◆ **Exercise aim**
Working from the line that contains "Mark the asphalt" down to the last line below, repeat each line exactly.

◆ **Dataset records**
================

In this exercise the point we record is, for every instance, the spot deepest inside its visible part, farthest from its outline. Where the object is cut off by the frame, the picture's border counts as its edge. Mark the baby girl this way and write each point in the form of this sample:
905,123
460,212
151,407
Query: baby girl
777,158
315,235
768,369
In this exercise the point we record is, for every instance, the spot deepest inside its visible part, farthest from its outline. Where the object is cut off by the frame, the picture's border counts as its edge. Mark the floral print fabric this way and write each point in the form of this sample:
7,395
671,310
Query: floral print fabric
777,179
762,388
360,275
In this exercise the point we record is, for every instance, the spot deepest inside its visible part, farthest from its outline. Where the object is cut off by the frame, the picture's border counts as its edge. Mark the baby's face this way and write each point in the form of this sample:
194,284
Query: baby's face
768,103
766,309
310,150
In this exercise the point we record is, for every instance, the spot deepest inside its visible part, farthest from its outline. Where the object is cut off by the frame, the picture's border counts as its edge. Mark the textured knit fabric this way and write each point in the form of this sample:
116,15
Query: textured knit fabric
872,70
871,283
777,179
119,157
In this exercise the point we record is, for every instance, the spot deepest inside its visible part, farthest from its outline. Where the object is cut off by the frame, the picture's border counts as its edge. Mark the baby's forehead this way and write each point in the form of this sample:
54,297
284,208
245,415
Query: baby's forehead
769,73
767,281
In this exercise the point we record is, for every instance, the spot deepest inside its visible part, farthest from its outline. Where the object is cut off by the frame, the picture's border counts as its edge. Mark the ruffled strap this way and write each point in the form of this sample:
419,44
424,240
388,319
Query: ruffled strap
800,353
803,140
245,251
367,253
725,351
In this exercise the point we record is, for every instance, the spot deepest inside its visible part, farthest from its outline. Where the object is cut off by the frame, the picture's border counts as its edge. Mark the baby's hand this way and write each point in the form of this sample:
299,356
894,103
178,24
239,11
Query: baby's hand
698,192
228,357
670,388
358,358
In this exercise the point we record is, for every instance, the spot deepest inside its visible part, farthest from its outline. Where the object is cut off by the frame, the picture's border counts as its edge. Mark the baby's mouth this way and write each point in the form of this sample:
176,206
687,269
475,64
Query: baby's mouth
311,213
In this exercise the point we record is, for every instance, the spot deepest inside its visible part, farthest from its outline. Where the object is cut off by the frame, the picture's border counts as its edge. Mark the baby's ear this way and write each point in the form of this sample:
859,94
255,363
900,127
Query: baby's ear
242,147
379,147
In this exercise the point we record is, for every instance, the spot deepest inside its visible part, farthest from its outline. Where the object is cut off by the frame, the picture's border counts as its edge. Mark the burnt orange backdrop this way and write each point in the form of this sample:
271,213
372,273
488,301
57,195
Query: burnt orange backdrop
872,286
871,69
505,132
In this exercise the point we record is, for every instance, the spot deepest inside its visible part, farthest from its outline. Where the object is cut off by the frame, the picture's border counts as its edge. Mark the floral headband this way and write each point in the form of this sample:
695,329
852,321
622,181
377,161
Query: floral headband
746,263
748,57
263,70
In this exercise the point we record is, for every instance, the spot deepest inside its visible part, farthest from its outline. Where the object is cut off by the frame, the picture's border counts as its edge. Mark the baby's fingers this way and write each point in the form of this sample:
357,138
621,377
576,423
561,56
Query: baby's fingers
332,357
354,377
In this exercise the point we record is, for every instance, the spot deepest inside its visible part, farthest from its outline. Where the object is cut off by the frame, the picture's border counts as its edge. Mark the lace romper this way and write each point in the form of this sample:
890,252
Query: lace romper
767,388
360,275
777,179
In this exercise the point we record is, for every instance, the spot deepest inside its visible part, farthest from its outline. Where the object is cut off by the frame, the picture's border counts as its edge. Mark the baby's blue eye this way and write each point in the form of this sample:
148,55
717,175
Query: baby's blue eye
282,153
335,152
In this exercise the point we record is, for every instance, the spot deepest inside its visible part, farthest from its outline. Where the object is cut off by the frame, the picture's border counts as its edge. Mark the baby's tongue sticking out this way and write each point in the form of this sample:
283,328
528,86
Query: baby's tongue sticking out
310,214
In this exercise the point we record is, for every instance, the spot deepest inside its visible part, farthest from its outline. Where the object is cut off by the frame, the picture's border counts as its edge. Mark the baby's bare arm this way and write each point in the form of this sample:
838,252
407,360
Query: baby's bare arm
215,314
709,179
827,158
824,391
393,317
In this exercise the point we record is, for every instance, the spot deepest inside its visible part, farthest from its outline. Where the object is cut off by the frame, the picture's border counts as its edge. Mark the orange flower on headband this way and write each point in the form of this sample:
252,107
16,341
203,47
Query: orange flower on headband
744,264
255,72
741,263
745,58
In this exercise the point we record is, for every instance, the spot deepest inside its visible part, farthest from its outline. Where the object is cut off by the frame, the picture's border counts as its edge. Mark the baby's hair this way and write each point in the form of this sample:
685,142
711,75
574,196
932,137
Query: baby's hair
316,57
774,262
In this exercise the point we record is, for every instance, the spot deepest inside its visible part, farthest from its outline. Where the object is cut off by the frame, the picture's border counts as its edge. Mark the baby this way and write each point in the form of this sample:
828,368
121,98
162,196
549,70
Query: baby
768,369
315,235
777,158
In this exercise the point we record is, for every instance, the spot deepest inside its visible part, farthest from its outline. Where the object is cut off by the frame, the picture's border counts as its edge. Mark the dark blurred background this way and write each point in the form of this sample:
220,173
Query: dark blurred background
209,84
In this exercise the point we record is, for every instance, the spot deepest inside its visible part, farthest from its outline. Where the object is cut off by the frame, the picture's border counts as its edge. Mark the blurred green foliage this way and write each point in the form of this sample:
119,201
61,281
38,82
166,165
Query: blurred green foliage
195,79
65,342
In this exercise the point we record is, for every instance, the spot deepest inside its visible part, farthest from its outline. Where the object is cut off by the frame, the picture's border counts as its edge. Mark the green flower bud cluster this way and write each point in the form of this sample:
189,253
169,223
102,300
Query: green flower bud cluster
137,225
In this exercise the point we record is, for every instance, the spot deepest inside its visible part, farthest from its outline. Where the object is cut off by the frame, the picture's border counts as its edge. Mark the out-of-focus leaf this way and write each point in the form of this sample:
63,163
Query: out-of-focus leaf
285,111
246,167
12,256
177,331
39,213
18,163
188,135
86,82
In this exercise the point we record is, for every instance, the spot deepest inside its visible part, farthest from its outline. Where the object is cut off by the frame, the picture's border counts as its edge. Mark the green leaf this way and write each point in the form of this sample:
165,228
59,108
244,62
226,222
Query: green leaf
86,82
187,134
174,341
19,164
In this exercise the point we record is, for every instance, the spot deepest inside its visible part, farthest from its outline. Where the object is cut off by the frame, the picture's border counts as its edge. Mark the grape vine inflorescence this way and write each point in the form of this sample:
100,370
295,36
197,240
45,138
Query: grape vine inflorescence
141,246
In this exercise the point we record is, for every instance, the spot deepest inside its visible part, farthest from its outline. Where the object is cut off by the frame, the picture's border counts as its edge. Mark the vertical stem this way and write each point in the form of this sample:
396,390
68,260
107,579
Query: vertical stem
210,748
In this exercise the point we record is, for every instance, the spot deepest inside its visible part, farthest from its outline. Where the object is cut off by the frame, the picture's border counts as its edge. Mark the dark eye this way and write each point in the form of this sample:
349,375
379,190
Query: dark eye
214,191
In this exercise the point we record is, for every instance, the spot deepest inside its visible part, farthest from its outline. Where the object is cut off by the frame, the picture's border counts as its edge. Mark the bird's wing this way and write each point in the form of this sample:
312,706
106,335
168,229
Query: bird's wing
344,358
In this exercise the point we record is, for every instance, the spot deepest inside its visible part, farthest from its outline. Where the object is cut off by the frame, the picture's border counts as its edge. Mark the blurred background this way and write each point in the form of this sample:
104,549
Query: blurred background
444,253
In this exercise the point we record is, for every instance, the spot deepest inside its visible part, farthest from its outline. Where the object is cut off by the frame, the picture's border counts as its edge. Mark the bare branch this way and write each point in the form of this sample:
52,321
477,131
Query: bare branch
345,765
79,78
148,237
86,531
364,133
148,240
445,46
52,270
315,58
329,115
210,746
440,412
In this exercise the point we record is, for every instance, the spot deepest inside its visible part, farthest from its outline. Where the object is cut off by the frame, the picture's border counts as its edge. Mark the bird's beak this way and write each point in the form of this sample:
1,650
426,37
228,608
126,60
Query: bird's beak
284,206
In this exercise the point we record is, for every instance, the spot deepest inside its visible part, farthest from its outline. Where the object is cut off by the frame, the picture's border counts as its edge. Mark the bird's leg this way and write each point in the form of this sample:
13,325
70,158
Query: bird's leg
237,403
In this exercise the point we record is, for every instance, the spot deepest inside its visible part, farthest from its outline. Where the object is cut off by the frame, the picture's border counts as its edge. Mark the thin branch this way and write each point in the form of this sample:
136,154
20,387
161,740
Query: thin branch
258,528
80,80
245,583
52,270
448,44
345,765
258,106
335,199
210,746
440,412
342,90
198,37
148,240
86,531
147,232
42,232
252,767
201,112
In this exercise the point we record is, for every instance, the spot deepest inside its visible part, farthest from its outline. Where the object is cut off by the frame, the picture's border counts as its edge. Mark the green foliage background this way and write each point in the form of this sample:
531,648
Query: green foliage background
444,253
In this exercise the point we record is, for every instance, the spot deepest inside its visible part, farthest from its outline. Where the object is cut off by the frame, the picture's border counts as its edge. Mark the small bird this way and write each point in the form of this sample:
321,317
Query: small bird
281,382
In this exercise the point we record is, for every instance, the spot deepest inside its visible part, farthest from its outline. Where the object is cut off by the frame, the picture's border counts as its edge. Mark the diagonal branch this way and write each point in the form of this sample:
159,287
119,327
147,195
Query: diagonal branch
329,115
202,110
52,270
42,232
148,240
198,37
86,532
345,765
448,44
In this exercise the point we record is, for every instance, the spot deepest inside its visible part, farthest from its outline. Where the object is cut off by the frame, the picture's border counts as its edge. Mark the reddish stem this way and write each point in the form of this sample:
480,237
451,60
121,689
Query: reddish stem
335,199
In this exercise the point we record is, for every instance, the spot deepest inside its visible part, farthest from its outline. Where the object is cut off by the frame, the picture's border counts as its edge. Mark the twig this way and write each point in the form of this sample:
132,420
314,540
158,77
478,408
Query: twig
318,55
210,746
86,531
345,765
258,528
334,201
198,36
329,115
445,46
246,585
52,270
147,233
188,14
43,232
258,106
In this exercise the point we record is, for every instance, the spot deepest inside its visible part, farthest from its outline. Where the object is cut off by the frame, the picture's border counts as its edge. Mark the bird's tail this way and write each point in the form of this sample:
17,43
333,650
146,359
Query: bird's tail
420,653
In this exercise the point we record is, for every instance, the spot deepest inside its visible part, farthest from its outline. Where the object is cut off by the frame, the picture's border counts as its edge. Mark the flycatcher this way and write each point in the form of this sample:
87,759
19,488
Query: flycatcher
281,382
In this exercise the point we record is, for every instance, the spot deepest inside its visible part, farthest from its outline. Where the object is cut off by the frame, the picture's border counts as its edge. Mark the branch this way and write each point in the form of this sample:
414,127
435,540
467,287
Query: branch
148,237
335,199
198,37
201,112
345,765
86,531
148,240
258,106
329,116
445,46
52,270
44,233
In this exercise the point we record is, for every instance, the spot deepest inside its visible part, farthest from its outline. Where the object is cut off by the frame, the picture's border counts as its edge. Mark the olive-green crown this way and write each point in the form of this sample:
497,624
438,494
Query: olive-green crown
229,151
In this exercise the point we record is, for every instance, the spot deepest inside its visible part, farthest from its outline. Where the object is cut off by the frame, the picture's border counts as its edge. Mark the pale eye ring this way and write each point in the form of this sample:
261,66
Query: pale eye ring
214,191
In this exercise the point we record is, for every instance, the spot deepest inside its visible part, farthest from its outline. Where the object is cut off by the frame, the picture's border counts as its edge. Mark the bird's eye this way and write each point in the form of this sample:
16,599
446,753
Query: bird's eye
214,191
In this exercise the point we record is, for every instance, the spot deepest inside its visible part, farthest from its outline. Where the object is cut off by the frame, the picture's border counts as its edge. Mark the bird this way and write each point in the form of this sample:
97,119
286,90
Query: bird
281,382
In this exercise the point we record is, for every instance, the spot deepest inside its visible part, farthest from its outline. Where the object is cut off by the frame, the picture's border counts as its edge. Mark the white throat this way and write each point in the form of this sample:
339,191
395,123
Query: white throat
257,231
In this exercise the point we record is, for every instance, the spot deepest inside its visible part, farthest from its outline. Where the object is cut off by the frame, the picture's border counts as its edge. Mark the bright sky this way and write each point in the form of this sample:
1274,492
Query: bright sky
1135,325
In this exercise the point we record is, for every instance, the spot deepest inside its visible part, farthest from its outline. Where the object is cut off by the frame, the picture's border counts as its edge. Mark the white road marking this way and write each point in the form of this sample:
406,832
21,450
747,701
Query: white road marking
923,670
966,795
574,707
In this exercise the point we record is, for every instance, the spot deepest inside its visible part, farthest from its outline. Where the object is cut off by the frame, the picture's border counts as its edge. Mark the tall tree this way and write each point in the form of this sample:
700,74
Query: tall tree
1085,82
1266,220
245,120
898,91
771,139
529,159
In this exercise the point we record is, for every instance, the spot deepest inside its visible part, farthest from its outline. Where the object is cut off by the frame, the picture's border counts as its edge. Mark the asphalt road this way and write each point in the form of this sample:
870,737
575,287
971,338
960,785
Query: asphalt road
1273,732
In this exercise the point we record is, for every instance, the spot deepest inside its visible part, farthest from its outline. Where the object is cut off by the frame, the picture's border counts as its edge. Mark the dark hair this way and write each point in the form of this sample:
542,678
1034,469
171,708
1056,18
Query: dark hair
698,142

================

◆ **Exercise answer**
In this exercise the point we record is, for every instance, the spot deepest inside its visible part, farthest from its outline. Where the object is cut off by the frame, the picture's border counts as its edge. Mark the asphalt road this way and write each point in the form of this sample:
870,737
575,287
971,338
960,785
Query: asphalt road
1273,732
In this exercise the point we record is, for every instance, the spot deepest inside its visible part, farthest from its outline. Where the object is cut off by the frame, the picture's border counts as its edge. Mark the dark hair this way and write each point in the form of this sample:
542,678
1034,469
171,708
1056,18
Query: dark hair
698,142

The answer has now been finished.